## PROBLEM REQUIREMENTS
Return the listing below word for word.
** start DATA SUPPLIED **
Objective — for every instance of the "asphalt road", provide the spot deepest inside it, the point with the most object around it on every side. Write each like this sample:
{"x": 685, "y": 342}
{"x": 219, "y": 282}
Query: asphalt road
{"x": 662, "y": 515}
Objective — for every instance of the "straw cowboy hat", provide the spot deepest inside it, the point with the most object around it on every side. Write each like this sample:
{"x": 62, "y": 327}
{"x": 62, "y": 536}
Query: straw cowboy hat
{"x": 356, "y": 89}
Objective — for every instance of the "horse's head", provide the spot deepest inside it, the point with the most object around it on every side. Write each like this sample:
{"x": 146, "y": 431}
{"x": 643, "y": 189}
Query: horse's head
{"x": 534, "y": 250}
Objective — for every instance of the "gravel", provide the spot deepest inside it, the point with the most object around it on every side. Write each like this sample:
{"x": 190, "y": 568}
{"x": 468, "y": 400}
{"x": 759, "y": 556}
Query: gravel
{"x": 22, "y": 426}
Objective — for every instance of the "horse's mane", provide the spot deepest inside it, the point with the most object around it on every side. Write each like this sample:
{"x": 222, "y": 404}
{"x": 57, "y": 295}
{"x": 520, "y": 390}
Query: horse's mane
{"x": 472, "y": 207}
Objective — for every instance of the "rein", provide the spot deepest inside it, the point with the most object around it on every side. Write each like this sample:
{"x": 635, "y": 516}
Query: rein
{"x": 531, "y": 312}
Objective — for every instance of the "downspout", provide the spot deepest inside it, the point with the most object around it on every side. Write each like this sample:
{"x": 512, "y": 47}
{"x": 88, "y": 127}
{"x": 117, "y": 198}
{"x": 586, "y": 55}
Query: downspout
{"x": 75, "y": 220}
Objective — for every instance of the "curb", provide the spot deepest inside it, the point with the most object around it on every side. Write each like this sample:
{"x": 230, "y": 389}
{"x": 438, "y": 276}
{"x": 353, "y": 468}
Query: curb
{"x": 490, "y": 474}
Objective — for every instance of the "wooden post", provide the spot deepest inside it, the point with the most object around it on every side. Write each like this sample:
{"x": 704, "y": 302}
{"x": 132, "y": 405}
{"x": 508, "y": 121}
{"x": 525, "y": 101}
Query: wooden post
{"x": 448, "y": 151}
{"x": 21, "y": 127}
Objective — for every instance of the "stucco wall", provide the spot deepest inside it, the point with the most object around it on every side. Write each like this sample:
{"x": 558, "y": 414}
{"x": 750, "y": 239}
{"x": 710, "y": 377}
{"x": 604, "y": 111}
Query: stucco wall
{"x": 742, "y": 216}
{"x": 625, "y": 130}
** end DATA SUPPLIED **
## TASK OUTPUT
Objective — for every instance of the "asphalt road", provide the spot deepest inside it, the point with the most object around it on every side. Write each like this sample:
{"x": 685, "y": 342}
{"x": 219, "y": 282}
Query: asphalt road
{"x": 662, "y": 515}
Objective — for every instance of the "straw cowboy hat", provide the spot deepest inside it, the point with the most object around it on every side. Write each like this sample:
{"x": 62, "y": 327}
{"x": 62, "y": 536}
Query: straw cowboy hat
{"x": 356, "y": 89}
Objective — for every instance of the "horse's head", provide the spot deepest inside it, the point with the most object around it on every side. Write each like this sample:
{"x": 146, "y": 431}
{"x": 643, "y": 189}
Query: horse's head
{"x": 534, "y": 250}
Objective — for every instance of the "gravel", provide the spot deepest inside it, the point with the most object around it on every side. Write each like this sample:
{"x": 190, "y": 568}
{"x": 468, "y": 400}
{"x": 759, "y": 556}
Query: gravel
{"x": 22, "y": 426}
Objective — for every instance of the "horse's mane", provide the spot deepest inside it, the point with the most object around it on every side. Write each like this sample:
{"x": 222, "y": 404}
{"x": 57, "y": 295}
{"x": 520, "y": 390}
Query: horse's mane
{"x": 472, "y": 207}
Objective — for every instance of the "rein", provide the spot deepest inside it, the point with the most object around it on every side. Write each like this sample:
{"x": 635, "y": 516}
Query: rein
{"x": 531, "y": 312}
Objective — for every instance of the "downspout", provide the spot deepest inside it, the point with the most object around it on every side. Write each like this sample:
{"x": 512, "y": 47}
{"x": 88, "y": 127}
{"x": 117, "y": 198}
{"x": 586, "y": 55}
Query: downspout
{"x": 75, "y": 220}
Objective — for every instance of the "curb", provide the spot deepest inside it, the point with the most object around it on every side. Write each like this sample:
{"x": 230, "y": 389}
{"x": 438, "y": 276}
{"x": 353, "y": 468}
Query: curb
{"x": 490, "y": 474}
Objective — for every instance of the "wooden post", provide the spot deepest inside it, the point with the most object around it on every side. Write each like this sample:
{"x": 704, "y": 302}
{"x": 132, "y": 405}
{"x": 508, "y": 121}
{"x": 525, "y": 101}
Query: wooden post
{"x": 448, "y": 151}
{"x": 21, "y": 127}
Objective — for every instance of the "stucco wall", provide the spot deepest inside it, the point with the most object around it on every side. Write each like this sample:
{"x": 558, "y": 414}
{"x": 750, "y": 239}
{"x": 710, "y": 377}
{"x": 604, "y": 111}
Query: stucco wall
{"x": 742, "y": 216}
{"x": 625, "y": 130}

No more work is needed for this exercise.